── Excerpt ──
QlinearConv threading adjustments (#11228)

* Reserve the first core for the main thread Currently in "auto affinity" mode the worker threads are affinized to cores 0..(N-1), leaving the very last core for the main thread. This patch preserves core #0 for the main thread, and affinizes the worker threads to cores 1..N. * Avoid unneeded spin_pause in thread pool's worker threads Remove unneeded PAUSE instruction (0.1-0.2 usec latency) after a worker thread finds a task to execute. * MLAS/x86: optimize QLinearConv on hybrid CPUs Existing 4x task granularity for task partitioning on hybrid CPUs is not sufficient to compensate the difference of VNNI instructions throughput between performance and efficient cores. This patch... * Increases granularity for QLinearConv by 2x, to have 2x more tasks with 2x smaller output count * Limits QLinearConv task count from above, to avoid output count per task getting smaller than kernel's capability * Remove hardcoded task count for QLineConv as it limited scaling on 16+ cores CPUs * MLAS/x86: optimize QLinearConv on hybrid CPUs Existing 4x task granularity for task partitioning on hybrid CPUs is not sufficient to compensate the difference of VNNI instructions throughput between performance and efficient cores. This patch... * Increases granularity for QLinearConv by 2x, to have 2x more tasks with 2x smaller output count * Limits QLinearConv task count from above, to avoid output count per task getting smaller than kernel's capability * Remove hardcoded task count for QLineConv as it limited scaling on 16+ cores CP * Addressing comments * combining x86 ARM branches in qlinearconv threaded job partition * revert first core assignment Co-authored-by: Saurabh <saurabh.tangri@intel.com> Co-authored-by: Chen Fu <fuchen@microsoft.com>
2026-07-20 19:12:24 +00:00 · 2022-06-14 23:42:12 +02:00 · 2022-06-14 23:42:12 +02:00 · d936751aad
commit d936751aad
parent 80d8c4c7ff
19 changed files with 211 additions and 53 deletions
--- a/include/onnxruntime/core/platform/EigenNonBlockingThreadPool.h
+++ b/include/onnxruntime/core/platform/EigenNonBlockingThreadPool.h
@ -1020,6 +1020,13 @@ void EndParallelSection(ThreadPoolParallelSection &ps) override {
 
 void InitializePreferredWorkers(std::vector<int> &preferred_workers) {
  static std::atomic<unsigned> next_worker;
+
+  // preferred_workers[0] isn't supposed to be used, so initializng it with -1 to:
+  // a) fault if inapropriately accessed
+  // b) avoid wasting next_worker value
+  if (preferred_workers.size() == 0)
───
── Data shown ──
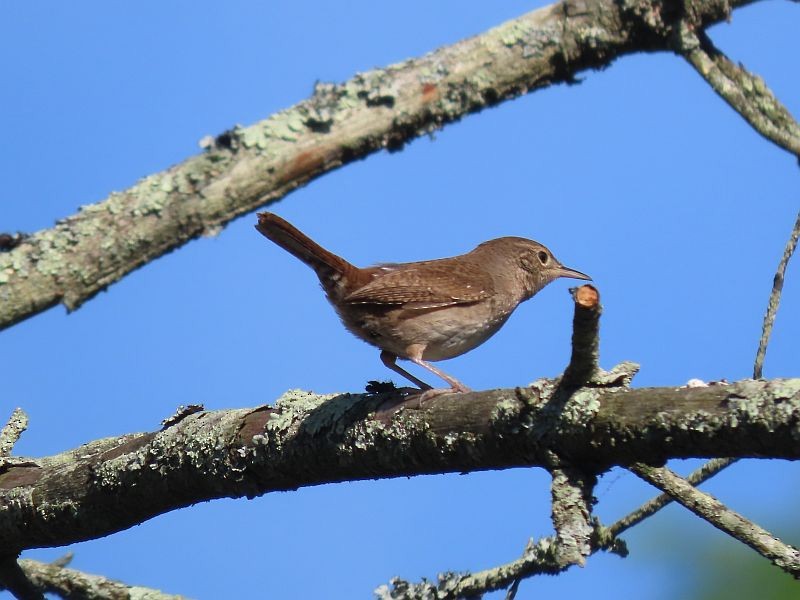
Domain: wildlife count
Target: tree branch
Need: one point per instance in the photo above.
(746, 93)
(720, 516)
(249, 167)
(308, 440)
(72, 584)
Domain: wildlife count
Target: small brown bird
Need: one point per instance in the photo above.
(430, 310)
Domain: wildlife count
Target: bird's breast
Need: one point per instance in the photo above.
(444, 332)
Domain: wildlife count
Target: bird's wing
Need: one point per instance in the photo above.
(425, 285)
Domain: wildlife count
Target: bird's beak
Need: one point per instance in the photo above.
(567, 272)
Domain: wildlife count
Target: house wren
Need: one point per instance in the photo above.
(430, 310)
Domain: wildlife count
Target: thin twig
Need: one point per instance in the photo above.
(649, 508)
(720, 516)
(17, 423)
(775, 299)
(746, 93)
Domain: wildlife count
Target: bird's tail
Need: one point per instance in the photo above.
(326, 264)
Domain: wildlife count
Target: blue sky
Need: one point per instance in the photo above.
(639, 176)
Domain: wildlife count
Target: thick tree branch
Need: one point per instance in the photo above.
(712, 510)
(248, 167)
(72, 584)
(746, 93)
(307, 440)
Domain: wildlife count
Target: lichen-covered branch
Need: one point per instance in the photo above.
(720, 516)
(69, 583)
(746, 93)
(248, 167)
(308, 440)
(651, 507)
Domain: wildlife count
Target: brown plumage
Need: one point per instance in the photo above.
(430, 310)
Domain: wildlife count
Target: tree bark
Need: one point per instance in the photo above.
(111, 484)
(248, 167)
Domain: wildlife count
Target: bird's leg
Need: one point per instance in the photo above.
(414, 354)
(455, 384)
(389, 359)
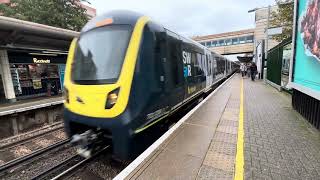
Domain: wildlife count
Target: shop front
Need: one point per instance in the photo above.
(36, 74)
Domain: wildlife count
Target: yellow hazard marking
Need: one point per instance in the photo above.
(240, 142)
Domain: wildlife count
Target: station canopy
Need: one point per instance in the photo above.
(245, 59)
(24, 35)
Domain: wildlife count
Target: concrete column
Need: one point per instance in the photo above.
(6, 76)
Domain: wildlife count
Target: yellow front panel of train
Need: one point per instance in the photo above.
(90, 100)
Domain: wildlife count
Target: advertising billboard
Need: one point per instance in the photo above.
(306, 61)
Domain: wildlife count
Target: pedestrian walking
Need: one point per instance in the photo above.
(253, 70)
(248, 70)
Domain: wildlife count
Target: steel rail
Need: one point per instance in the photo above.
(38, 152)
(64, 173)
(55, 127)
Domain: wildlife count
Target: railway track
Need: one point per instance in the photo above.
(17, 162)
(17, 140)
(67, 166)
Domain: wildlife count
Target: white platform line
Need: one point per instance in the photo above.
(30, 108)
(134, 164)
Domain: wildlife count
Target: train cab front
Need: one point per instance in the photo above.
(98, 78)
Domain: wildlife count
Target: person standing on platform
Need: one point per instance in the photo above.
(248, 70)
(243, 69)
(253, 70)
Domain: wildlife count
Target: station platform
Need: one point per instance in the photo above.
(244, 130)
(29, 104)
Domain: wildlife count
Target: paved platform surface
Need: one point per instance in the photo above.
(278, 143)
(21, 104)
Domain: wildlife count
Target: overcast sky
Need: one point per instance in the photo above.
(191, 17)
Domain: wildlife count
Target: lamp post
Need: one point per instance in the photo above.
(267, 32)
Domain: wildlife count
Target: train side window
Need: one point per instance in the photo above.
(174, 48)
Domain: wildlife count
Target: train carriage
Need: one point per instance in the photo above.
(125, 73)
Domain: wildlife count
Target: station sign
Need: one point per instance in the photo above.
(26, 58)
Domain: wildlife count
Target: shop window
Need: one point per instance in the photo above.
(228, 42)
(222, 43)
(214, 43)
(249, 39)
(242, 40)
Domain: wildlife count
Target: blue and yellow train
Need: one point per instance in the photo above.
(126, 73)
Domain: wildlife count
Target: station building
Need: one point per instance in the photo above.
(32, 59)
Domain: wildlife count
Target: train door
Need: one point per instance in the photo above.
(173, 68)
(208, 69)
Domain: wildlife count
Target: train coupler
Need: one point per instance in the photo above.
(87, 143)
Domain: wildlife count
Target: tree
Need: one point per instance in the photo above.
(283, 17)
(66, 14)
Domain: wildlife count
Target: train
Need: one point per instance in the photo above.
(125, 73)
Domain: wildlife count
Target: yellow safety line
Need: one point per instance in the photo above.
(240, 142)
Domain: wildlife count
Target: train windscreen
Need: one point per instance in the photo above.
(100, 54)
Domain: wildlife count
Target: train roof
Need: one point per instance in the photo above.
(130, 18)
(117, 16)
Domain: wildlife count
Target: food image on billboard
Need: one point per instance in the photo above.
(310, 29)
(307, 47)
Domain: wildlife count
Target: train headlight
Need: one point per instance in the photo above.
(66, 94)
(112, 98)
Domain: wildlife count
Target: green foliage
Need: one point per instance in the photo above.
(66, 14)
(283, 17)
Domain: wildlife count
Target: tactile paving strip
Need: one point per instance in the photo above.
(230, 116)
(232, 110)
(225, 137)
(228, 123)
(219, 161)
(207, 172)
(228, 129)
(223, 148)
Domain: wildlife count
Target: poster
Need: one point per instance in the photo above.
(307, 48)
(36, 84)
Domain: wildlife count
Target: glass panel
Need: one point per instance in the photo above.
(228, 42)
(242, 40)
(235, 41)
(222, 43)
(249, 39)
(214, 43)
(99, 55)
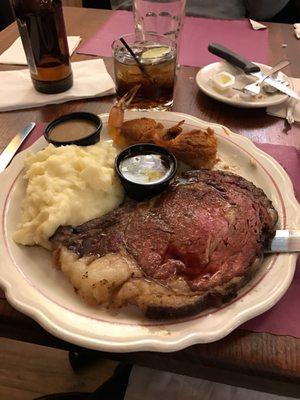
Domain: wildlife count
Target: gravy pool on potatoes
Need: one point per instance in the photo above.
(72, 130)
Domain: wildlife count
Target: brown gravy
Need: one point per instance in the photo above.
(72, 130)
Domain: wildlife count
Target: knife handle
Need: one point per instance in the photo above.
(233, 58)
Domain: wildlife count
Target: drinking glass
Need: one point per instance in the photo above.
(163, 17)
(155, 71)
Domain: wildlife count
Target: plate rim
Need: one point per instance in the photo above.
(235, 103)
(154, 343)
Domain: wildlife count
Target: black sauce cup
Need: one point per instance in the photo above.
(87, 140)
(140, 191)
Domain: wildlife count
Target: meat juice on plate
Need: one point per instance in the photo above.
(156, 79)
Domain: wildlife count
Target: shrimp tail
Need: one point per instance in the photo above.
(116, 117)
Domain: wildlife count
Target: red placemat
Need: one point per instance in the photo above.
(283, 318)
(197, 34)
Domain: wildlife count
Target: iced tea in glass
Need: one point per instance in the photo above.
(155, 75)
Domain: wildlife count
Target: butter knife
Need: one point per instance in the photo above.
(9, 152)
(285, 241)
(249, 68)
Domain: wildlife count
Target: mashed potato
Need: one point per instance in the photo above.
(67, 185)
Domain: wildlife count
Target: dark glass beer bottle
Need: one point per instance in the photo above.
(42, 30)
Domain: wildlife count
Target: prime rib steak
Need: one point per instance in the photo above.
(190, 248)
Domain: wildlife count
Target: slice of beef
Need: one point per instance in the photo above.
(190, 248)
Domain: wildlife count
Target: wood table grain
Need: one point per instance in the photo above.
(255, 360)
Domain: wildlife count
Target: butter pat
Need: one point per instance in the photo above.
(223, 80)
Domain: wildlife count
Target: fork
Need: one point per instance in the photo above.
(254, 88)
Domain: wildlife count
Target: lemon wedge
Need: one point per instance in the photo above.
(156, 52)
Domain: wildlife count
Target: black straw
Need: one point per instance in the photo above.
(141, 66)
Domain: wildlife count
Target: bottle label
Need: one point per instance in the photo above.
(27, 46)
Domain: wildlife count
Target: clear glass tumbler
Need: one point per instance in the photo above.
(163, 17)
(154, 71)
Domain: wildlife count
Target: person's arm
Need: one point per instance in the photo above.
(264, 9)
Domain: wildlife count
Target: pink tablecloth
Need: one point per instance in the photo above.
(283, 318)
(197, 34)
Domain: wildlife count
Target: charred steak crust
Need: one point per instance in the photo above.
(192, 247)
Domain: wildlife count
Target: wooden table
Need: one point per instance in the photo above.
(259, 361)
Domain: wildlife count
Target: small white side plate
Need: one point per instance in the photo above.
(233, 97)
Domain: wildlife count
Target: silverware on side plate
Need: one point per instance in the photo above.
(250, 68)
(8, 153)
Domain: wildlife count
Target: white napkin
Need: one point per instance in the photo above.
(15, 53)
(148, 384)
(257, 25)
(290, 109)
(91, 79)
(297, 30)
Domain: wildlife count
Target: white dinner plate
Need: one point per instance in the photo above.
(35, 288)
(233, 97)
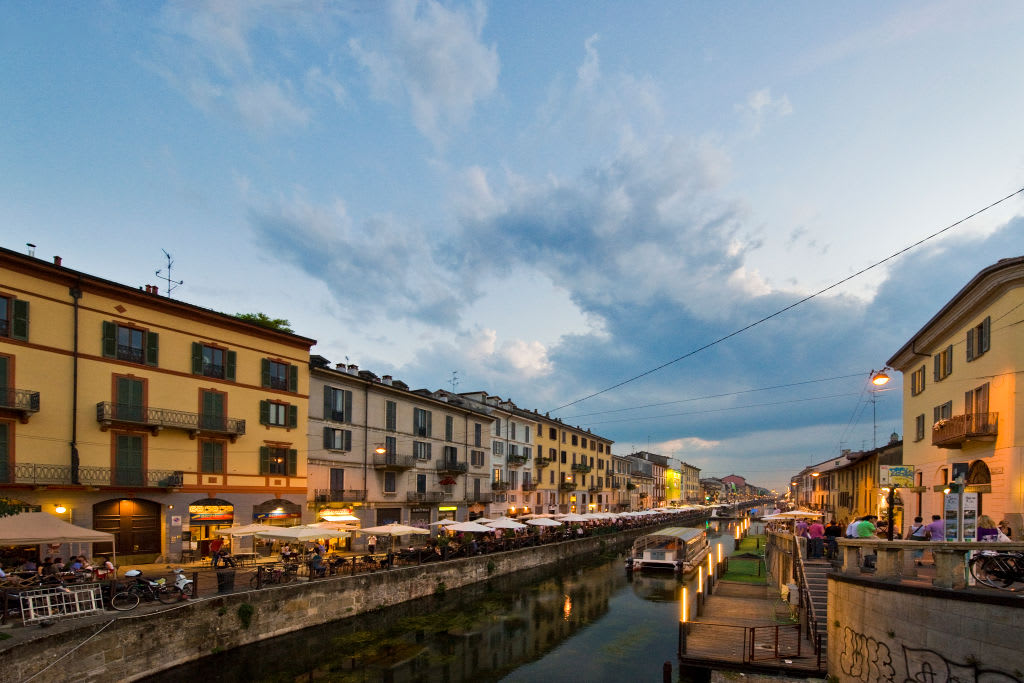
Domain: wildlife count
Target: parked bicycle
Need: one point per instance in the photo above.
(142, 589)
(275, 574)
(998, 569)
───
Things to do:
(1) Count the lines of the records that contain the string "tail". Give only the number.
(2) Carry on the QLinearConv threading commit from where it stops.
The text and the records have nothing to do with each other.

Task responses:
(1) 2

(2)
+    preferred_workers.push_back(-1);
+
  // preferred_workers maps from a par_idx to a q_idx, hence we
  // initialize slots in the range [0,num_threads_]
  while (preferred_workers.size() <= num_threads_) {
@ -1465,12 +1472,14 @@ int CurrentThreadId() const final {
      Task t = q.PopFront();
      if (!t) {
        // Spin waiting for work.
-        for (int i = 0; i < spin_count && !t && !done_; i++) {
+        for (int i = 0; i < spin_count && !done_; i++) {
          if (((i+1)%steal_count == 0)) {
            t = Steal(StealAttemptKind::TRY_ONE);
          } else {
            t = q.PopFront();
          }
+          if (t) break;
+
          onnxruntime::concurrency::SpinPause();
        }

--- a/onnxruntime/core/common/threadpool.cc
+++ b/onnxruntime/core/common/threadpool.cc
@ -377,6 +377,13 @@ ThreadPool::ThreadPool(Env* env,
  assert(degree_of_parallelism >= 1);
  if (degree_of_parallelism >= 2) {
    int threads_to_create = degree_of_parallelism - 1;
+
+    if (!thread_options_.affinity.empty()) {
+      // Remove first affinity element as designated for the caller thread
+      thread_options_.affinity.erase(thread_options_.affinity.begin());
+      assert(thread_options_.affinity.size() >= size_t(threads_to_create));
+    }
+
    extended_eigen_threadpool_ =
        std::make_unique<ThreadPoolTempl<Env> >(name,
                                                threads_to_create,
--- a/onnxruntime/core/mlas/inc/mlas.h
+++ b/onnxruntime/core/mlas/inc/mlas.h
@ -829,6 +829,55 @@ MlasConvSymFixupInputZeroPoint(
    bool InputIsSigned
    );

+//
+// Convolution operators (or maybe others in the future) need to do their
+// own job partition. Since filters (right hand side B matrix) is usually
+// small in size, activations are divided horizontally. We need to provide
+// kernel stride units to facilitate the divide.
+//
+
+int32_t
+MlasConvSymGetKernelOutputCount(
+    bool InputIsSigned
+    );
+
+int32_t
+MlasConvSymDepthwiseGetKernelOutputCnt(
+    bool InputIsSigned
+    );
+
+/**
+ * @brief Returns the stride M of depthwise conv kernel
+ * 
+ * Most optimized path is Symmetric conv. See 
+ * MlasConvSymDepthwiseGetKernelOutputCnt(bool)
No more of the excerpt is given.